* Provided text
CREATE TABLE IF NOT EXISTS news_articles (
    id INT AUTO_INCREMENT PRIMARY KEY,
    author VARCHAR(255),
    title VARCHAR(255) NOT NULL,
    description TEXT,
    url VARCHAR(255) NOT NULL,
    urlToImage VARCHAR(255),
    publishedAt DATETIME,
    content TEXT,
    source_id VARCHAR(50),
    source_name VARCHAR(100)
);
""")

# Create user_interactions table
cursor.execute("""
CREATE TABLE IF NOT EXISTS user_interactions (
    user_id INT,
    article_id INT,
    rating INT,
    PRIMARY KEY (user_id, article_id)
)
""")

conn.commit()
cursor.close()
conn.close()

## Part 4: Inserting Data into MySQL

Insert the fetched news articles into the MySQL database.

In [45]:
import pandas as pd
from sqlalchemy import create_engine
from datetime import datetime

# Create DataFrame
data = pd.DataFrame(articles)

# Flatten the 'source' column
data['source_id'] = data['source'].apply(lambda x: x.get('id') if x else None)
data['source_name'] = data['source'].apply(lambda x: x.get('name') if x else None)
data = data.drop(columns=['source'])

# Convert 'publishedAt' to MySQL-compatible datetime format
data['publishedAt'] = pd.to_datetime(data['publishedAt']).dt.strftime('%Y-%m-%d %H:%M:%S')

# Truncate the URL if it exceeds the length limit (e.g., 255 characters)
max_length = 255
data['url'] = data['url'].apply(lambda x: x[:max_length] if x and len(x) > max_length else x)

# Create SQLAlchemy engine
engine = create_engine('mysql+mysqlconnector://root:november281996@localhost/news_recommendation')

# Insert data into news_articles table
try:
    data.to_sql('news_articles', con=engine, if_exists='append', index=False)
    print("Data inserted successfully.")
except Exception as e:
    print(f"Error: {e}")

Data inserted successfully.


## Part 5: Simulating User Interactions and Inserting into MySQL

Simulate user interactions with the news articles and store the interactions in the MySQL database.

In [46]:
import mysql.connector
import pandas as pd
from sqlalchemy import create_engine, exc, text
import numpy as np

# Connect to MySQL and fetch news articles
conn = mysql.connector.connect(
    host='localhost',
    user='root',
    password='november281996',
    database='news_recommendation'
)

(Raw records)
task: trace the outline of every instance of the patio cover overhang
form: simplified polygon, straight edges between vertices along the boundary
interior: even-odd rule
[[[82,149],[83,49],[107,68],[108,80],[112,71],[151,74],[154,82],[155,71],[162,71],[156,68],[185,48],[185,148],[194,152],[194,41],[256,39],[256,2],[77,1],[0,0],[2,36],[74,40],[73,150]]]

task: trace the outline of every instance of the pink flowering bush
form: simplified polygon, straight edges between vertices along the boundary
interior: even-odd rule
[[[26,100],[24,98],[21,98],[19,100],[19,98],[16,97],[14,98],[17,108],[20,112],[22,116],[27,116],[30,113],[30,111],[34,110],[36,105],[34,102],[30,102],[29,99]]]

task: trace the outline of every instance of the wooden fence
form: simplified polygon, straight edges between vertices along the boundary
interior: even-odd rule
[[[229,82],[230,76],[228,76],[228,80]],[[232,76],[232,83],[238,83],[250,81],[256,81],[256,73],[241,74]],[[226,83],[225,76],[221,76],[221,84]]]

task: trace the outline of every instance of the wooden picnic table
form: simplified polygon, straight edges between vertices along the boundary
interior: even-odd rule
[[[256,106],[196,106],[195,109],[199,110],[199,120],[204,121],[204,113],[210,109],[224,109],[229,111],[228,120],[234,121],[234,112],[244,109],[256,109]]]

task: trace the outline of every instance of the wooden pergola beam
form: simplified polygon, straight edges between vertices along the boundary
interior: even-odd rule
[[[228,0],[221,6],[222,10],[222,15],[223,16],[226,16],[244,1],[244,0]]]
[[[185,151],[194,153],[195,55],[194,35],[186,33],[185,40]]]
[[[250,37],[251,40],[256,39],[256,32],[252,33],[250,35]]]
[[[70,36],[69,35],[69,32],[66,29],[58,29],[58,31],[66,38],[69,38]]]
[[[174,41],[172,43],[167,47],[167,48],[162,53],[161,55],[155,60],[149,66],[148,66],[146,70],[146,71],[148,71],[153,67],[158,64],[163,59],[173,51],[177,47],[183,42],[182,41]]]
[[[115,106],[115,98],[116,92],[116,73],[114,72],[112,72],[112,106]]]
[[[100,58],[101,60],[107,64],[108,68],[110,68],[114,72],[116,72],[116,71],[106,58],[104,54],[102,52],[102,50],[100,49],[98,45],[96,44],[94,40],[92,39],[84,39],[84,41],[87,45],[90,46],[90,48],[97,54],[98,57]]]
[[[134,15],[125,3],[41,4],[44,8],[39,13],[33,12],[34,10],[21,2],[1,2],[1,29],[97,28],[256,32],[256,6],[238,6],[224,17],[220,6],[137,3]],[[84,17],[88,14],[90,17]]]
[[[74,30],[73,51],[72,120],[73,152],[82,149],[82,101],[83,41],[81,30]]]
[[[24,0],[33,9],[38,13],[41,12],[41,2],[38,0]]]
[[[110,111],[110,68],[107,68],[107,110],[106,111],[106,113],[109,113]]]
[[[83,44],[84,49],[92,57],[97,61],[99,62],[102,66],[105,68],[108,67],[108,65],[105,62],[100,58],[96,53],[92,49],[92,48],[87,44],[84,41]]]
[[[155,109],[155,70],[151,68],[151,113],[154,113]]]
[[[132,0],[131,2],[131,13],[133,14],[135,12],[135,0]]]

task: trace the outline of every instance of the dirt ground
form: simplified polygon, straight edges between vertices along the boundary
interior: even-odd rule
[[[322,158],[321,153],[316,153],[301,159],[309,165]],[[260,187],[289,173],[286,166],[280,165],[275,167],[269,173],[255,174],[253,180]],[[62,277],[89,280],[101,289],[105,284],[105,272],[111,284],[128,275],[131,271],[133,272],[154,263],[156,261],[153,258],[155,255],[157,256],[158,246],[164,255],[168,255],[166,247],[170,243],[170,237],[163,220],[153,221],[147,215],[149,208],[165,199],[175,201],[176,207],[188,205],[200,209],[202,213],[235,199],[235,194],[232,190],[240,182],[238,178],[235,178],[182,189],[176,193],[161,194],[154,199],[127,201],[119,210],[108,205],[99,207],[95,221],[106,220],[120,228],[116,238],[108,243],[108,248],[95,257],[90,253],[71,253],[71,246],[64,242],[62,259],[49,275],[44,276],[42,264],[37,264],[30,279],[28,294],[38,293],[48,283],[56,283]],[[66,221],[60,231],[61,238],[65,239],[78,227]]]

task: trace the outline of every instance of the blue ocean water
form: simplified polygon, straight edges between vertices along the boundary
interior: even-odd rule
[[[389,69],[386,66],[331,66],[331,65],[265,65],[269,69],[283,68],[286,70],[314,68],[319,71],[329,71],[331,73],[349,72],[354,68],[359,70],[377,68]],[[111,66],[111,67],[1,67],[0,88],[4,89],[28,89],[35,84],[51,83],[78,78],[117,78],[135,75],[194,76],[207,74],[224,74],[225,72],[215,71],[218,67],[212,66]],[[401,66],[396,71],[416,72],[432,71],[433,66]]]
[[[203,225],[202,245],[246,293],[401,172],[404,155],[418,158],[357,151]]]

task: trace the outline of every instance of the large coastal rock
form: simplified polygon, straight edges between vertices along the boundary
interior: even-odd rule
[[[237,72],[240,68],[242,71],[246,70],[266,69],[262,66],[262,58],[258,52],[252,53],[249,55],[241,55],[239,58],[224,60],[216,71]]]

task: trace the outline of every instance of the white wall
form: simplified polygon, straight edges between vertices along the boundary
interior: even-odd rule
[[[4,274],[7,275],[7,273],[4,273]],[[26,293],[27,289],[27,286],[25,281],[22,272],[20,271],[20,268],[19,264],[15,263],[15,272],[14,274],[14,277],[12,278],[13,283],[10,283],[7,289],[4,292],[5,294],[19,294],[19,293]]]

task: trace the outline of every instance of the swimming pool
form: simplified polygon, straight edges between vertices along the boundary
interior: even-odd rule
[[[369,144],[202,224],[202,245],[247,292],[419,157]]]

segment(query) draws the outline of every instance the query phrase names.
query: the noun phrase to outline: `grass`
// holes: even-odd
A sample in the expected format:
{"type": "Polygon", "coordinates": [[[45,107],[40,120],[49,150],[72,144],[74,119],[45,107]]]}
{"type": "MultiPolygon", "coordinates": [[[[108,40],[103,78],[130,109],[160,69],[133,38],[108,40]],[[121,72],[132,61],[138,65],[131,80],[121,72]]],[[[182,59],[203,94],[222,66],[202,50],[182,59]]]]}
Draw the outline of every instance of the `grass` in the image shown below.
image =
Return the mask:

* Work to be completed
Continue the news recommendation notebook from the point where its code stops.

* Task response
# Fetch articles into a DataFrame
articles = pd.read_sql("SELECT * FROM news_articles", conn)
conn.close()

# Assuming you have a DataFrame 'articles' from your news articles collection
article_ids = articles['id'].tolist()
user_ids = range(1, 101)  # Simulate 100 users

# Simulate interactions
np.random.seed(42)
interactions = []
for user_id in user_ids:
    # Each user interacts with 10-20 articles
    interacted_articles = np.random.choice(article_ids, size=np.random.randint(10, 20), replace=False)
    for article_id in interacted_articles:
        rating = np.random.randint(1, 6)  # Simulate a rating between 1 and 5
        interactions.append((user_id, article_id, rating))  # Append as a tuple

# Create a DataFrame
user_interactions = pd.DataFrame(interactions, columns=['user_id', 'article_id', 'rating'])

# Create the SQLAlchemy engine
engine = create_engine('mysql+mysqlconnector://root:november281996@localhost/news_recommendation')

# Store interactions in MySQL with duplicate handling
conn = engine.connect()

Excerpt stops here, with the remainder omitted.